* Do this: Please write out the entries again from the line with "of the swan" up to and including the line with "[[[0,36],[365,38],[362,0],[3,0]]]", requests included, shifting every coordinate in the answers up by 131. Give only those lines.
BEGIN Extracted material
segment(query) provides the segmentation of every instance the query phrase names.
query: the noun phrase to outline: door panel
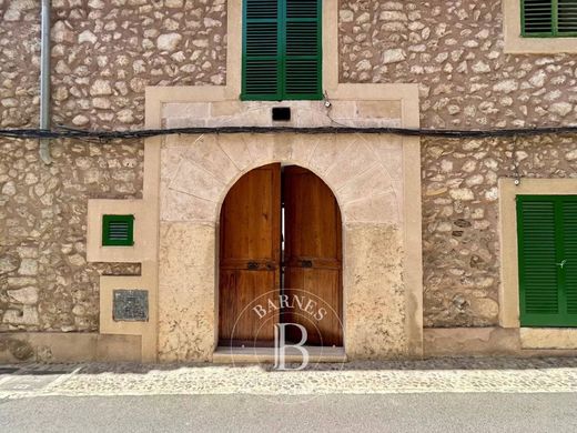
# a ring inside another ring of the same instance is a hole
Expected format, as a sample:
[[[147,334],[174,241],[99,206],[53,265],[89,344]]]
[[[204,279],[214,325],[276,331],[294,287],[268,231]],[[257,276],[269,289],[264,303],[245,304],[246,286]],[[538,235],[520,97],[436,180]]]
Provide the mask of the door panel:
[[[250,345],[256,340],[259,345],[265,345],[274,340],[279,312],[260,319],[251,311],[251,304],[259,299],[279,296],[280,233],[281,165],[271,164],[242,177],[222,205],[220,344]]]
[[[307,344],[342,345],[342,224],[336,199],[314,173],[291,165],[283,172],[283,200],[286,236],[283,293],[290,300],[304,294],[318,301],[311,309],[316,314],[294,306],[284,309],[283,322],[303,325],[308,333]],[[318,314],[320,308],[326,314]],[[301,340],[300,335],[291,336]]]

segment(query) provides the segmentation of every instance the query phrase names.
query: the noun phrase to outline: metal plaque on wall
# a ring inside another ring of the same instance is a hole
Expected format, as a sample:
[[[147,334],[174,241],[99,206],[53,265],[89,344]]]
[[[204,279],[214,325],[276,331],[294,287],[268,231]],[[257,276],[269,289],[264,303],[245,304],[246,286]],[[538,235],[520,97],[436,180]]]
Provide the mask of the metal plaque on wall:
[[[112,319],[115,322],[148,322],[149,292],[146,290],[114,290]]]

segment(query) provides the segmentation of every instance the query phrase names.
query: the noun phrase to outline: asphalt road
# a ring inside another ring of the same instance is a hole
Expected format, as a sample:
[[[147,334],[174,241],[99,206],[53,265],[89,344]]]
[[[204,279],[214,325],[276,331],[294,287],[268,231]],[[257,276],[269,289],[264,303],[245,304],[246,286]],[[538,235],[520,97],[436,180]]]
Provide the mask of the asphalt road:
[[[577,394],[49,396],[0,400],[0,431],[574,432]]]

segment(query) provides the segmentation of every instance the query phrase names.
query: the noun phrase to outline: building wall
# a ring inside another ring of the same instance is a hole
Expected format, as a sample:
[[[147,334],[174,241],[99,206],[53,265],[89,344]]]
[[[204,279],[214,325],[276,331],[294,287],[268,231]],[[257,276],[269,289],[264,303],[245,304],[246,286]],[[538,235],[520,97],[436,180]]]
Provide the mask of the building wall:
[[[39,6],[0,0],[0,128],[38,125]],[[223,85],[225,0],[53,0],[54,124],[141,128],[146,85]],[[340,0],[340,80],[418,83],[427,128],[577,122],[577,56],[505,54],[502,2]],[[577,177],[577,137],[422,140],[426,326],[498,323],[497,179]],[[98,330],[89,198],[142,197],[139,141],[0,141],[0,331]],[[3,241],[6,240],[6,241]]]
[[[341,81],[418,83],[425,128],[577,122],[577,56],[504,53],[500,0],[340,4]],[[576,177],[575,149],[575,135],[422,139],[425,326],[498,323],[497,179],[516,161]]]

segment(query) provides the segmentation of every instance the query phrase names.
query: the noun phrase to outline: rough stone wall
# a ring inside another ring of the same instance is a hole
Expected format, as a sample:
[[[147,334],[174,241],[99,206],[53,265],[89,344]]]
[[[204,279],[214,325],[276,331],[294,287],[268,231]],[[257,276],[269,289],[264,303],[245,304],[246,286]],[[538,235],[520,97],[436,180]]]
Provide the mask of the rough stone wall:
[[[495,325],[497,180],[577,178],[577,135],[426,140],[422,159],[425,325]]]
[[[421,89],[423,127],[577,122],[577,56],[503,51],[500,0],[340,0],[343,82]]]
[[[52,0],[52,121],[141,128],[146,85],[224,84],[225,0]],[[39,119],[40,2],[0,0],[0,128]],[[87,264],[88,199],[140,198],[143,144],[0,140],[0,332],[95,331],[99,274]]]
[[[408,82],[427,128],[577,123],[577,56],[503,51],[500,0],[340,0],[342,82]],[[426,326],[498,323],[499,177],[512,140],[423,139]],[[576,177],[577,138],[519,140],[519,174]]]
[[[0,142],[0,332],[97,331],[99,275],[139,264],[87,263],[90,198],[139,198],[140,143]]]

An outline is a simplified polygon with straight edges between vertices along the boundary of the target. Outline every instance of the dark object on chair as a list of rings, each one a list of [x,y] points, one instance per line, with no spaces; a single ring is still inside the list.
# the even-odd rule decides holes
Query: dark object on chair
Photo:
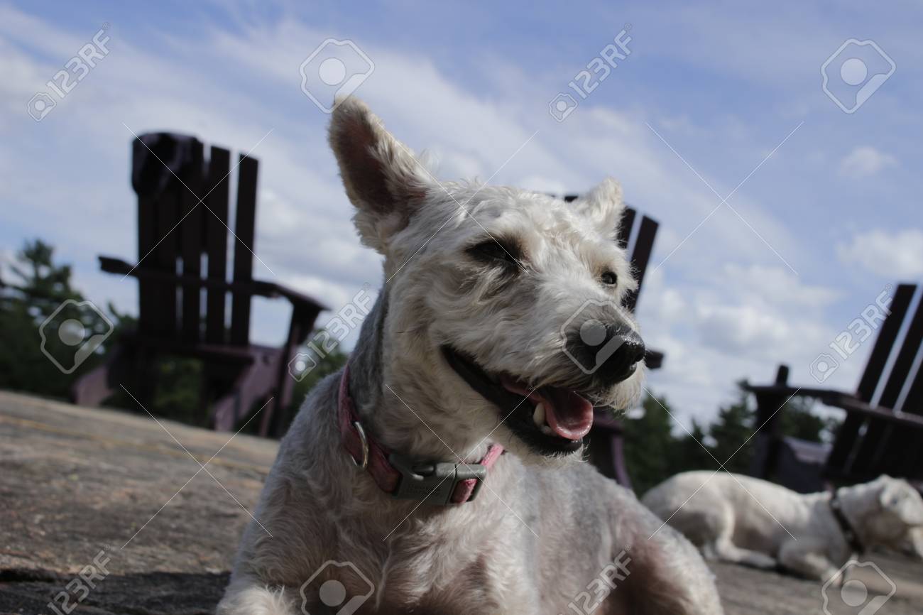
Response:
[[[917,289],[914,284],[897,287],[855,393],[789,386],[785,366],[779,367],[775,384],[746,385],[756,395],[756,425],[761,426],[754,439],[753,476],[801,492],[882,474],[923,488],[923,368],[913,373],[923,342],[923,300],[910,310]],[[836,366],[831,356],[818,359],[827,363],[824,373]],[[833,446],[781,436],[779,409],[794,395],[845,410]]]
[[[578,195],[568,195],[564,200],[570,202]],[[618,245],[626,248],[631,255],[631,265],[638,278],[638,290],[631,293],[625,301],[625,306],[631,311],[638,305],[638,295],[641,293],[647,271],[651,253],[653,250],[653,239],[657,235],[659,224],[645,215],[638,219],[636,210],[627,207],[622,214],[622,223],[618,227]],[[637,227],[637,231],[635,231]],[[663,365],[664,354],[656,350],[647,350],[644,361],[651,369],[657,369]],[[587,450],[590,462],[600,472],[610,478],[615,478],[624,487],[631,488],[628,468],[625,465],[624,440],[621,423],[614,418],[607,410],[597,410],[593,421],[593,429],[588,436]]]
[[[285,428],[281,411],[290,404],[294,386],[288,363],[325,308],[252,277],[257,160],[241,154],[235,166],[232,232],[228,178],[233,169],[227,150],[212,146],[205,160],[202,143],[194,137],[150,133],[133,141],[132,159],[138,260],[129,264],[101,256],[100,264],[104,271],[138,279],[138,329],[116,341],[105,365],[75,383],[74,402],[98,404],[125,382],[145,404],[154,388],[158,356],[194,357],[203,365],[201,411],[215,429],[234,429],[256,404],[269,402],[258,432],[281,435]],[[229,235],[234,247],[230,282]],[[254,296],[284,297],[292,304],[282,347],[250,343]]]

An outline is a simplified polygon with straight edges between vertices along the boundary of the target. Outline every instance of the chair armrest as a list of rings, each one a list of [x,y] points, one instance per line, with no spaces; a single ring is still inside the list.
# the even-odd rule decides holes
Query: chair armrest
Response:
[[[826,405],[837,405],[839,400],[853,398],[852,393],[835,389],[812,389],[811,387],[793,387],[790,384],[761,384],[743,383],[743,390],[754,395],[777,395],[780,397],[814,397]]]
[[[293,305],[306,307],[306,308],[317,308],[318,311],[330,309],[330,308],[320,303],[314,297],[305,295],[304,293],[300,293],[294,289],[289,288],[288,286],[284,286],[282,284],[277,284],[271,282],[261,282],[258,283],[263,284],[268,288],[271,288],[276,295],[285,297],[286,299],[291,301]]]
[[[756,395],[776,395],[781,397],[814,397],[824,405],[845,410],[847,414],[858,414],[870,418],[880,418],[892,423],[897,423],[910,428],[923,428],[923,416],[904,412],[895,412],[888,408],[870,405],[858,399],[855,394],[833,389],[811,389],[809,387],[793,387],[787,384],[770,384],[754,386],[745,382],[745,391]]]
[[[889,423],[894,423],[901,427],[923,429],[923,416],[912,415],[906,412],[895,412],[874,405],[869,405],[855,397],[844,397],[836,404],[828,404],[837,408],[845,410],[848,414],[857,414],[869,416],[870,418],[881,419]]]
[[[170,271],[140,269],[137,264],[131,265],[121,259],[114,259],[113,257],[101,256],[99,259],[100,269],[107,273],[120,273],[122,275],[130,275],[138,280],[168,282],[182,286],[217,288],[218,290],[269,298],[283,296],[291,301],[293,305],[313,308],[318,311],[330,309],[327,306],[306,295],[271,282],[260,282],[258,280],[252,280],[250,282],[226,282],[224,280],[200,278],[195,275],[179,275]]]

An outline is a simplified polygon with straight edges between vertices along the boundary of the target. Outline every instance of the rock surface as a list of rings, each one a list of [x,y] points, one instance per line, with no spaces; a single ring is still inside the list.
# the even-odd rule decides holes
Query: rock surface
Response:
[[[213,612],[277,448],[232,435],[0,392],[0,615]],[[923,613],[923,564],[871,559],[878,612]],[[713,569],[729,615],[824,612],[818,583]]]

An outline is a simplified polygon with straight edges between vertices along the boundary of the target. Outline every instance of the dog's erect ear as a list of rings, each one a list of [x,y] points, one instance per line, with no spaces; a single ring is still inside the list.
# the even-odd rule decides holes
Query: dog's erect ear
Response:
[[[907,525],[923,525],[923,500],[906,481],[888,478],[878,499],[882,508],[896,514]]]
[[[622,202],[622,187],[612,177],[606,177],[603,183],[593,188],[574,201],[574,207],[584,216],[590,218],[597,228],[605,233],[615,235],[625,211]]]
[[[407,225],[431,180],[410,150],[385,129],[362,101],[348,98],[333,112],[330,148],[364,244],[384,253]]]

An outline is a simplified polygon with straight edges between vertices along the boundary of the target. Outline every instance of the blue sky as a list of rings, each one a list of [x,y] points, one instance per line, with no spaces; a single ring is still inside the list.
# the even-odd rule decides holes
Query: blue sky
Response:
[[[135,283],[95,257],[136,256],[129,141],[171,129],[256,145],[257,276],[334,307],[376,287],[328,115],[300,88],[302,61],[336,38],[375,63],[355,94],[438,176],[580,192],[612,175],[662,223],[639,318],[667,355],[650,386],[683,421],[779,361],[813,383],[812,361],[867,305],[923,277],[918,5],[535,4],[0,4],[0,259],[42,237],[88,296],[135,311]],[[110,54],[33,121],[27,102],[103,23]],[[549,101],[626,24],[631,54],[555,121]],[[846,114],[821,66],[853,38],[896,68]],[[260,304],[255,337],[281,339],[285,319]],[[869,346],[826,384],[853,388]]]

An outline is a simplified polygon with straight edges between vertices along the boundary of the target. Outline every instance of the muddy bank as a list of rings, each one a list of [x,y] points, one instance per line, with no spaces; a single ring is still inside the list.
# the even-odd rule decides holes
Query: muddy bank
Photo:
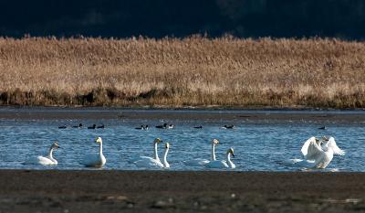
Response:
[[[355,212],[365,174],[0,171],[0,212]]]
[[[123,108],[0,108],[0,119],[147,119],[211,121],[365,122],[365,111],[301,110],[158,110]]]

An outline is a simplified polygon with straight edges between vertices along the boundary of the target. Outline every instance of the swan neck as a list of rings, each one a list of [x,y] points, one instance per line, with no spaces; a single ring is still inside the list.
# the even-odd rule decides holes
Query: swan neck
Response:
[[[231,161],[231,154],[230,153],[228,153],[227,154],[227,162],[229,162],[230,164],[232,164],[232,161]]]
[[[165,154],[163,154],[163,165],[165,165],[165,167],[167,167],[166,165],[169,165],[169,163],[167,162],[167,154],[168,153],[169,153],[169,148],[166,148]]]
[[[48,157],[49,159],[53,159],[53,148],[49,148]]]
[[[99,153],[100,154],[100,155],[102,155],[102,143],[100,143],[100,144],[99,144]]]
[[[212,161],[215,161],[215,144],[212,144]]]
[[[159,154],[157,153],[157,143],[154,143],[154,159],[156,161],[160,161]]]

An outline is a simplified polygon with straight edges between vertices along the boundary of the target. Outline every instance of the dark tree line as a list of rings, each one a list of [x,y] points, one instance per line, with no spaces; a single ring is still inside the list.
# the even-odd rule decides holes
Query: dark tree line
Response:
[[[0,36],[365,38],[362,0],[3,0]]]

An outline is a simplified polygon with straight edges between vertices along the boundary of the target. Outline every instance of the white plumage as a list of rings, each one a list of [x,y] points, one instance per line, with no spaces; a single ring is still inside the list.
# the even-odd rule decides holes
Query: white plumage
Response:
[[[161,142],[161,140],[160,140]],[[157,144],[155,143],[155,147],[157,147]],[[141,156],[139,160],[133,162],[137,166],[143,167],[143,168],[170,168],[170,164],[167,162],[167,154],[169,153],[170,144],[166,143],[165,144],[165,153],[163,154],[163,164],[161,163],[160,159],[157,156],[155,158],[147,157],[147,156]],[[157,148],[156,153],[157,154]],[[156,156],[155,156],[156,157]]]
[[[333,154],[345,154],[345,151],[337,146],[333,137],[325,136],[320,140],[310,137],[304,143],[301,152],[305,160],[292,159],[291,163],[306,168],[326,168],[332,161]]]

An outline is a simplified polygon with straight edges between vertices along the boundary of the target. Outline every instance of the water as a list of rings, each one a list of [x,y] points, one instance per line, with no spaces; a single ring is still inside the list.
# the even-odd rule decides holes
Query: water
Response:
[[[4,109],[2,109],[4,111]],[[158,111],[161,113],[163,111]],[[197,112],[201,113],[202,112]],[[210,113],[210,112],[204,112]],[[216,112],[212,112],[215,113]],[[224,111],[221,113],[231,113]],[[268,112],[261,112],[268,113]],[[183,111],[178,112],[183,116]],[[274,112],[274,113],[278,113]],[[285,116],[287,112],[281,112]],[[307,113],[312,113],[307,112]],[[318,113],[313,112],[313,113]],[[328,113],[328,112],[327,112]],[[333,113],[341,113],[334,112]],[[342,112],[348,113],[348,112]],[[352,112],[349,112],[352,113]],[[360,112],[364,113],[364,112]],[[148,131],[135,130],[141,124],[155,126],[164,122],[175,124],[174,129],[161,130],[154,127]],[[104,123],[105,129],[87,128],[58,129],[61,124],[84,127],[92,123]],[[233,130],[222,129],[224,124],[235,124]],[[203,125],[203,129],[193,126]],[[88,153],[97,153],[94,143],[97,136],[103,139],[104,155],[107,158],[103,169],[138,170],[128,163],[130,158],[152,156],[152,141],[156,137],[170,142],[168,161],[170,170],[206,170],[203,167],[189,167],[183,160],[193,158],[210,159],[211,140],[217,138],[222,143],[216,146],[217,159],[224,159],[229,147],[235,148],[233,161],[237,171],[297,171],[296,167],[287,167],[277,161],[301,158],[300,148],[312,135],[334,136],[345,156],[335,155],[324,171],[365,171],[364,154],[365,131],[363,122],[326,122],[328,130],[318,130],[321,125],[316,121],[250,121],[245,120],[169,120],[159,119],[105,119],[105,120],[0,120],[0,168],[10,169],[92,169],[82,166],[79,162]],[[54,141],[58,141],[61,149],[54,153],[58,165],[42,166],[24,165],[32,157],[47,154]],[[160,158],[164,145],[159,146]]]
END Extracted material
* Response to this task:
An outline is a simplified polygon with straight edges between vertices along the boundary of the target. Outline every instance of the swan neck as a list of rings, each one a list of [x,y] points, one instance per line, with no spaces; a single ring is still inside the list.
# the even-odd rule decides holes
Query: swan neck
Response:
[[[362,292],[362,285],[361,284],[359,284],[358,285],[358,293],[360,293],[361,295],[363,295],[363,292]]]
[[[296,285],[294,285],[294,296],[296,296],[296,298],[298,298],[297,296],[300,296],[300,294],[298,293],[298,285],[299,284],[300,284],[300,279],[297,279]]]
[[[179,288],[180,290],[184,290],[184,279],[180,279]]]
[[[230,284],[231,285],[231,286],[233,286],[233,274],[231,274],[231,275],[230,275]]]
[[[343,292],[346,292],[346,275],[343,275]]]
[[[290,285],[288,284],[288,274],[285,274],[285,290],[287,292],[291,292]]]

An outline is a simplified polygon with straight edges between vertices along the boundary of the target. Outline every instance of the dark tree line as a list of rings, each one a list of [x,y] points, one instance per line, with no spaces; a single ring is still inside the list.
# the even-odd rule decides holes
Query: dark tree line
Response:
[[[131,167],[496,169],[493,131],[134,131]]]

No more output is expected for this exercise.